● **Job 1**
Extract the lines of the records below, starting at the line that contains "to the side" and running through the end of the records, both ends included. Repeat each line exactly.

● **Excerpted passage**
————————

Under existing case law, particularly the Chevron vs Natural Resources Defense Council decision, federal agencies are subjected to a two-part test, however. The first step is determining whether the statutes are unambiguous.

“There’s a real risk a court’s going to say the law’s unambiguous” and could disallow the tailoring rule, forcing regulation at the lower thresholds, Traylor said.

Jason Schwartz, a Legal Fellow at the Institute for Policy Integrity at New York University School, said “the EPA doesn’t have a slam-dunk case.”

“Neither the absurd-results canon nor the doctrine of administrative necessity will allow the EPA to create exemptions to those requirements,” Schwartz and his Institute for Policy Integrity colleague, Inimai Chettiar, wrote in an April policy article.

One potentially saving argument, Schwartz says, is the EPA’s plan to phase in different threshold-level emitters, allowing five years to study streamlining the permitting process for facilities under the 25,000 level. The courts may defer to the agency’s action on that account.

Adding to the pressure on the EPA is the fact that many states already have the lower thresholds on their books. Because the tailoring rule doesn’t preempt state laws, that could automatically expose any small emitters to regulation and potential lawsuits.

The Clean Air Act gives any citizen the right to charge potential polluters with violation of the Act’s regulations. Not only environmentalists, but unions and business competitors could use the law to prevent new construction or modifications of emitting facilities.

State-level challenges are already shaping the regulatory process, with environmentalists’ challenges seeking application of new source-review rules to consider greenhouse-gas emissions. Schwartz said challenges are a “definite” likelihood, especially once the vehicle-emissions regulations become effective.

————————

● **Job 2**
Copy the passage above on EPA greenhouse-gas rules word for word, from "State-level challenges are" to "regulations become effective.".

Entries from a pointing dataset:
————————

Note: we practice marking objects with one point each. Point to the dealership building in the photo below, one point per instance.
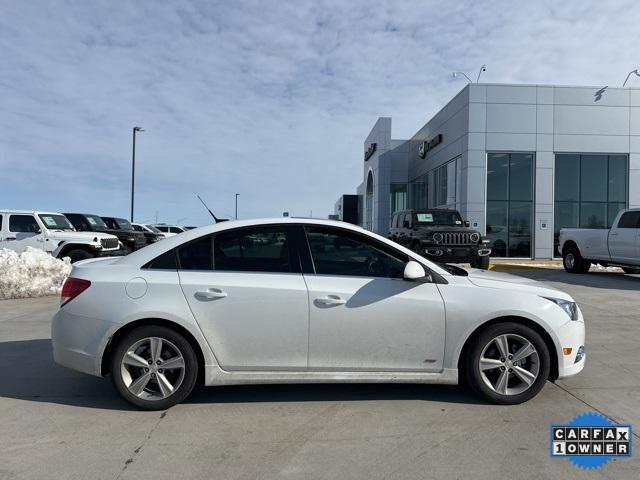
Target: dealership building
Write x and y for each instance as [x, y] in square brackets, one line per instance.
[519, 162]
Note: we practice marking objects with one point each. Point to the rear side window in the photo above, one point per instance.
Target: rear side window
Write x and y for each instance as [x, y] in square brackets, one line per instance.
[341, 252]
[629, 220]
[23, 224]
[166, 261]
[255, 249]
[196, 255]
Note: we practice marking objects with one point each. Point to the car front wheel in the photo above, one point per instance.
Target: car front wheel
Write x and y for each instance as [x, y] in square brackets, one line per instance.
[508, 363]
[154, 368]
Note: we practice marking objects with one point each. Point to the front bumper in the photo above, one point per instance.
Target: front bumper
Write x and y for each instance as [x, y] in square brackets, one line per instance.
[78, 342]
[571, 335]
[453, 254]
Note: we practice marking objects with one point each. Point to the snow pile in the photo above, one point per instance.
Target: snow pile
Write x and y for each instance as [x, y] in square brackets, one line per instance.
[33, 273]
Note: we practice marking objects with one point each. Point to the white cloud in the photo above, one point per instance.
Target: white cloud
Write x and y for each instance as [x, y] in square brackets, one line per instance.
[269, 99]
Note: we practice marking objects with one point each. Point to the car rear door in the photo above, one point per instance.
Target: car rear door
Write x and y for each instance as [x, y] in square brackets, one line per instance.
[624, 240]
[251, 301]
[363, 315]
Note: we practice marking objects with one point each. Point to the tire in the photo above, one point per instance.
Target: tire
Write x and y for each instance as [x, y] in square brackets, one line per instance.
[489, 383]
[78, 254]
[631, 270]
[573, 261]
[154, 394]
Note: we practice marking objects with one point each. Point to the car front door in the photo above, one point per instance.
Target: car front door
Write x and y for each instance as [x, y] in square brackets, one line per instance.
[23, 232]
[363, 315]
[251, 301]
[624, 242]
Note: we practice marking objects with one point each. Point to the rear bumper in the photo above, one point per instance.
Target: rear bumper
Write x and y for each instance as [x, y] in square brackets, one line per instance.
[78, 342]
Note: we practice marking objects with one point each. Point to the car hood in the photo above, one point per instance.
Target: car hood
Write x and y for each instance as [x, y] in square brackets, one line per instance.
[506, 281]
[84, 236]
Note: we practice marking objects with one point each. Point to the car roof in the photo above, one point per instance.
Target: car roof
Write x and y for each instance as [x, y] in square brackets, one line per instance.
[145, 255]
[30, 212]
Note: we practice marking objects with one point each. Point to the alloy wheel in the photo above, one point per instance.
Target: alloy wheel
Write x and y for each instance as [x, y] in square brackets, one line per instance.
[509, 364]
[152, 368]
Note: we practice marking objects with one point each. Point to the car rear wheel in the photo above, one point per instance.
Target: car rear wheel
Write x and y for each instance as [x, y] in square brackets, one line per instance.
[154, 368]
[573, 261]
[508, 363]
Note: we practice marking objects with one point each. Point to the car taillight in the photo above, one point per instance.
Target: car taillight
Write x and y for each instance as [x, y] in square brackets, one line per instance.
[72, 288]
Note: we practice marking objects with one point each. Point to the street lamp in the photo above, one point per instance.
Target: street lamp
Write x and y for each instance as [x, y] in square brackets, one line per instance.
[456, 74]
[483, 68]
[133, 166]
[629, 74]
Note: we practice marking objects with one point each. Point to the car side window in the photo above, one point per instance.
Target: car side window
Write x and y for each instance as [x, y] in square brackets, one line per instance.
[196, 255]
[629, 220]
[342, 252]
[255, 249]
[23, 224]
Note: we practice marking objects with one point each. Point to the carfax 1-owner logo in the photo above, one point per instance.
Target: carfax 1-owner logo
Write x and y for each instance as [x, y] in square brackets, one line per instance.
[590, 440]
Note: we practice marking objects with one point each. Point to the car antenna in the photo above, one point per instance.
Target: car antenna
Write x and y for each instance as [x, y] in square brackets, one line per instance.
[216, 219]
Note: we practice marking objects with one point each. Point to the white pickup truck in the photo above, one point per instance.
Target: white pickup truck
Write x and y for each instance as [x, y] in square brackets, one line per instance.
[618, 246]
[53, 233]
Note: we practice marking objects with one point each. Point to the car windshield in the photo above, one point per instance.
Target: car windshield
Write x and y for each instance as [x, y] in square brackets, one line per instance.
[124, 224]
[56, 222]
[96, 222]
[438, 217]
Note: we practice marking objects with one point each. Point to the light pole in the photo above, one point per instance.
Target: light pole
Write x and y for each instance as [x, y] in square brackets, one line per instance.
[627, 79]
[133, 166]
[455, 75]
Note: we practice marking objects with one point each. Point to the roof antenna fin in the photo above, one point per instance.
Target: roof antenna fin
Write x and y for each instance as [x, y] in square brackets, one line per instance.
[215, 219]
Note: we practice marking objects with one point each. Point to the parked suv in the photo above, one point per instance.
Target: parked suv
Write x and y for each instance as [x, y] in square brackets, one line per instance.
[441, 236]
[53, 233]
[87, 222]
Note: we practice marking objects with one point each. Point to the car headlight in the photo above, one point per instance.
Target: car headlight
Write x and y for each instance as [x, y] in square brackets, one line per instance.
[570, 308]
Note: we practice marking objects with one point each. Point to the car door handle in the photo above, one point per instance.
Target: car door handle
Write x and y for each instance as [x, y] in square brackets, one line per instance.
[210, 294]
[330, 300]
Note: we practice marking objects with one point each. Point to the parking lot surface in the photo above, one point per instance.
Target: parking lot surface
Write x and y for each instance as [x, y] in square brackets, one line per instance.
[55, 423]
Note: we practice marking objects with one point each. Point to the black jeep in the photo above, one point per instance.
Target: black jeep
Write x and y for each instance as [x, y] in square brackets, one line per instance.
[441, 236]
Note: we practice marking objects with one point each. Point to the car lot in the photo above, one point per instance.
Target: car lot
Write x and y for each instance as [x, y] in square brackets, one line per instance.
[55, 423]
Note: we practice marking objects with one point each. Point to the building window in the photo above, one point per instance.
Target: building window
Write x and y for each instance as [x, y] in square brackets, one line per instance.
[589, 191]
[510, 203]
[397, 197]
[368, 206]
[419, 192]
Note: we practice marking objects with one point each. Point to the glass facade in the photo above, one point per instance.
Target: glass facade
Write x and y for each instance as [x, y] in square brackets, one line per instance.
[589, 191]
[510, 178]
[397, 197]
[435, 189]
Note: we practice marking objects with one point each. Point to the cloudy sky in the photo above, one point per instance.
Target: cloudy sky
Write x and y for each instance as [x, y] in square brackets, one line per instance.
[272, 100]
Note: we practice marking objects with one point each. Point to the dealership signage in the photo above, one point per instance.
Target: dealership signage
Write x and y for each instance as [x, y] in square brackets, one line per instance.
[429, 145]
[370, 151]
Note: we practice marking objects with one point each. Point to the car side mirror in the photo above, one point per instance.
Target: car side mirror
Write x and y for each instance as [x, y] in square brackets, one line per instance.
[414, 271]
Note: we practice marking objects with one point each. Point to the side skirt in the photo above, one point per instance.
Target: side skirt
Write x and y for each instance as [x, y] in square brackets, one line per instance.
[214, 375]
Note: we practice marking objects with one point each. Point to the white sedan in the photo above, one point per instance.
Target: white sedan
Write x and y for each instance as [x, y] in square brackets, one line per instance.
[296, 300]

————————

● **Correct output 1**
Note: we practice marking objects with one point each. Point to the side skirt in the photo above, one point per instance.
Target: side skirt
Write x and y for each instance as [x, y] in square brackets, one line per instance.
[214, 375]
Note: we practice marking objects with one point each. Point to the white sedan in the photo above, one point per instance.
Target: white sedan
Write x and y for each instance as [x, y] in square brackets, one line per instance.
[296, 300]

● **Correct output 2**
State-level challenges are already shaping the regulatory process, with environmentalists’ challenges seeking application of new source-review rules to consider greenhouse-gas emissions. Schwartz said challenges are a “definite” likelihood, especially once the vehicle-emissions regulations become effective.